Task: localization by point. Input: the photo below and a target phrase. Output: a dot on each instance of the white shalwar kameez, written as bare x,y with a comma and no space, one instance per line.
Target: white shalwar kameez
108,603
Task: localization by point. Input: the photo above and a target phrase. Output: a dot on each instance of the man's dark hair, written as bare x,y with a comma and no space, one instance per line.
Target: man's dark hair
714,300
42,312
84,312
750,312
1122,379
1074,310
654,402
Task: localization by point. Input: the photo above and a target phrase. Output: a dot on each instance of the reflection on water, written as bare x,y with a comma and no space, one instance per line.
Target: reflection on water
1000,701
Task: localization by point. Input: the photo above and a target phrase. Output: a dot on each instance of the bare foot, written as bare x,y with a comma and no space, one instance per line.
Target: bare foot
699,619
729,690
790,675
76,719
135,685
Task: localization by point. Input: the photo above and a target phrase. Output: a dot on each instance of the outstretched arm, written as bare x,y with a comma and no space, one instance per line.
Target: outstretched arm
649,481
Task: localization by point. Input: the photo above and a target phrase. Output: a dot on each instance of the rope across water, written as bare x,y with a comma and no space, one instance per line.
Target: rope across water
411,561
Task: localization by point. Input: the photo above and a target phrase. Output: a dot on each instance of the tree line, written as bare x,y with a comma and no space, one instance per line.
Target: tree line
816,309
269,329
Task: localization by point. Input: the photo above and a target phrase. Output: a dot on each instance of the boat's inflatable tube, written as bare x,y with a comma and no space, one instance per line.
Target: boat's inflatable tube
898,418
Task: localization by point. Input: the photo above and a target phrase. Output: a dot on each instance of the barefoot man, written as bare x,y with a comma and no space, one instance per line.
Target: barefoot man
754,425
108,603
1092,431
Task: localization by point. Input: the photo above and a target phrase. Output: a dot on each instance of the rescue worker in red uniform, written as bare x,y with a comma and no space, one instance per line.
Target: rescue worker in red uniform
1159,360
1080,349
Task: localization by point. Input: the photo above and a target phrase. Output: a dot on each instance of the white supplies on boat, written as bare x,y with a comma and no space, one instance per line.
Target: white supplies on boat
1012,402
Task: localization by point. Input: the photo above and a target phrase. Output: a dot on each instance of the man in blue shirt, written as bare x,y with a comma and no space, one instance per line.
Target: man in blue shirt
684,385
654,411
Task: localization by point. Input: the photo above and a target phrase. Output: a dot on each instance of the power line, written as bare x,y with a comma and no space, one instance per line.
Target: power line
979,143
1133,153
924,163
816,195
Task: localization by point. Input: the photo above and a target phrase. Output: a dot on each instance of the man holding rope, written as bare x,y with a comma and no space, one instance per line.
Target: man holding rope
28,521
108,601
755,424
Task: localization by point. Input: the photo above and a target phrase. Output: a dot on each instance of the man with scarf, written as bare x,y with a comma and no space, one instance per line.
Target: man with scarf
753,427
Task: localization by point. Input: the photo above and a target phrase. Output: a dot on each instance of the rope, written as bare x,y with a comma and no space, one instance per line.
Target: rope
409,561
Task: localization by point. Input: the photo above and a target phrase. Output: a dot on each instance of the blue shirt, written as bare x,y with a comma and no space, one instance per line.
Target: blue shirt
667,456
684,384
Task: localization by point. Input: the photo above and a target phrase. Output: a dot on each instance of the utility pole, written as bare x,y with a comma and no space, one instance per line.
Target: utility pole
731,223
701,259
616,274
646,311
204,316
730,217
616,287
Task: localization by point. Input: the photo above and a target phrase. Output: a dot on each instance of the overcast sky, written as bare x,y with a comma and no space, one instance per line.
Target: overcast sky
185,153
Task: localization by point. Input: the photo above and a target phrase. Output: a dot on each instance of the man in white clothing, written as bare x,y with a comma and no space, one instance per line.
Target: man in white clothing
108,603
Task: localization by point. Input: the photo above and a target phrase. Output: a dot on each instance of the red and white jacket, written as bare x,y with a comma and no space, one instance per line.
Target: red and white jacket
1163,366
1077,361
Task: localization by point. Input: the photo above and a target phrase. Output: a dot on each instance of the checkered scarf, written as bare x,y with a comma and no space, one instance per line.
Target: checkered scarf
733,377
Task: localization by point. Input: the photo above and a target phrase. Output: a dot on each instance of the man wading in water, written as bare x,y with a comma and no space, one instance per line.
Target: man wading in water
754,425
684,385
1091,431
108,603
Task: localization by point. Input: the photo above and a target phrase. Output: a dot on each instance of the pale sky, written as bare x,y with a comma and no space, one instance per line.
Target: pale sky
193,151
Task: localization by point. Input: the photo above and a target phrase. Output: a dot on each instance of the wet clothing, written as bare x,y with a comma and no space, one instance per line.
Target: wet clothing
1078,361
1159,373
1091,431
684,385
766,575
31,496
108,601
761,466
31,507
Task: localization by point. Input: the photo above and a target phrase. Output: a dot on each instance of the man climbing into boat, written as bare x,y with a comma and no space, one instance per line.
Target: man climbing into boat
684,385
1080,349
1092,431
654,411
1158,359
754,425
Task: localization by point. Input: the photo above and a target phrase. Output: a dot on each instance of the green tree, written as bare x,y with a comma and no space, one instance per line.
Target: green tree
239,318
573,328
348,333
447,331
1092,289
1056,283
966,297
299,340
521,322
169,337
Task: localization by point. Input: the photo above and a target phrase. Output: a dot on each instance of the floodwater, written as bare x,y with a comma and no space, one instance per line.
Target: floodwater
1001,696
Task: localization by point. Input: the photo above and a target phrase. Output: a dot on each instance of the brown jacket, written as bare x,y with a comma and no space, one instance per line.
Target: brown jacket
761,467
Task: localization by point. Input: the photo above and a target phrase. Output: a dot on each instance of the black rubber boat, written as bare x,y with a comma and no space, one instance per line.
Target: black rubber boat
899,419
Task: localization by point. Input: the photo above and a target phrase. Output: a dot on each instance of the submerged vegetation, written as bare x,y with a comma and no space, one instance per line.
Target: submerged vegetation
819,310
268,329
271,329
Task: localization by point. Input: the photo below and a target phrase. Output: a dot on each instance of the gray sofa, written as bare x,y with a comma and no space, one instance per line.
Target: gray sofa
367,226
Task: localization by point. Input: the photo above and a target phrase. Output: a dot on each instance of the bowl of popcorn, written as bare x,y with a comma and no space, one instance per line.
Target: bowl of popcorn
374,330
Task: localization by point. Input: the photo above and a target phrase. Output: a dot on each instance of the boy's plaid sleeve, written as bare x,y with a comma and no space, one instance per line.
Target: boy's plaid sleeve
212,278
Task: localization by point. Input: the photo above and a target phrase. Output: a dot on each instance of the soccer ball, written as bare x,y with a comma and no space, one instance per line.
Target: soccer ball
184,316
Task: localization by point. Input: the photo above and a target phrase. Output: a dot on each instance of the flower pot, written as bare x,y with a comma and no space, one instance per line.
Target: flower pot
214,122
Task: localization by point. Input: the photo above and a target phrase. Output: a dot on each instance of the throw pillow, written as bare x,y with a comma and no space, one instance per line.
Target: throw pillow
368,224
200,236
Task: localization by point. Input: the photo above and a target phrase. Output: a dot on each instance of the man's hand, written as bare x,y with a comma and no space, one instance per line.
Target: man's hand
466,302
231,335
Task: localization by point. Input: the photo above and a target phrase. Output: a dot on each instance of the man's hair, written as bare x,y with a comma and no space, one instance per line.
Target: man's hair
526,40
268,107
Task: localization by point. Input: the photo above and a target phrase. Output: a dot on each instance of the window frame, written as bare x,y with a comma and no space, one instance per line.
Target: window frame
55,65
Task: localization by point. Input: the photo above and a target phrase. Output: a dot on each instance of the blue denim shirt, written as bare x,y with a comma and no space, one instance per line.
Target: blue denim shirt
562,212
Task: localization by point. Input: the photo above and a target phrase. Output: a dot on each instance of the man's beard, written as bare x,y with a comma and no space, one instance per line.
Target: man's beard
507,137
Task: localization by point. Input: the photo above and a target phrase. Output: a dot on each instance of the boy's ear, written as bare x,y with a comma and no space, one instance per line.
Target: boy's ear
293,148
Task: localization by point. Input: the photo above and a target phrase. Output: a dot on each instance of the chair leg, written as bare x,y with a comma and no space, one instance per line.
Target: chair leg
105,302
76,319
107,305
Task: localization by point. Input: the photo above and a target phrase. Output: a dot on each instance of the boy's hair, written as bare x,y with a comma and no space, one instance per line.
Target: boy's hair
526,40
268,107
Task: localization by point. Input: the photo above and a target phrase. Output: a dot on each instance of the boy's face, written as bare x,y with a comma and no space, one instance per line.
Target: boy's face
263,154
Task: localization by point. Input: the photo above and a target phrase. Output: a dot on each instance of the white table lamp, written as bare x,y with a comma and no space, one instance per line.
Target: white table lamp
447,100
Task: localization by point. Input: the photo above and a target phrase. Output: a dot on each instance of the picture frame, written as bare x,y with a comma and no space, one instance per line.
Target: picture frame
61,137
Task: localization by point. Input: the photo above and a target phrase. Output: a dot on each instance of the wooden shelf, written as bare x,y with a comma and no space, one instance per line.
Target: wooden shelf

**Assignment**
Above this instruction are the records; retype exactly the lines from the one containing "Target: man in blue shirt" up to and including the one containing "of the utility".

**Solved exercise**
Target: man in blue shirt
684,385
654,411
Task: localization by point. Input: the photo above and a target phrase. Output: a dot on each instance of the power line, written as bare x,y with a comma and no space, one instance per line.
Target: power line
979,143
1133,153
924,163
816,195
Task: localization by point. Input: the photo above and a target phrase. Output: a dot on each instance of the man holding rope, written as bare x,y with a comma and no space, one instance per line.
Target: man holding rope
28,521
108,601
755,424
Task: localization by point. Input: the photo above and a target phrase. Output: a dot on each instance of the man with scarf, written as bare x,y with a comma and no space, one instance per line.
Target: man with scarf
753,427
Task: localization by point. Input: the photo above and a target phrase. Output: a dot on each instance of the rope, written as bare x,y with a comma and no space, one instance per line.
Target: rope
409,561
Task: localization by point. Input: the photo above and a target phrase. Output: a dot on each instance of the blue shirt, written as bare x,y with a comma and no space, one instance per line.
Target: blue shirt
667,456
684,384
Task: localization by point. Input: the photo above and a target phrase. Output: a dot on each instance of the utility pole, written as bare x,y with a comma and no space, one instance per line.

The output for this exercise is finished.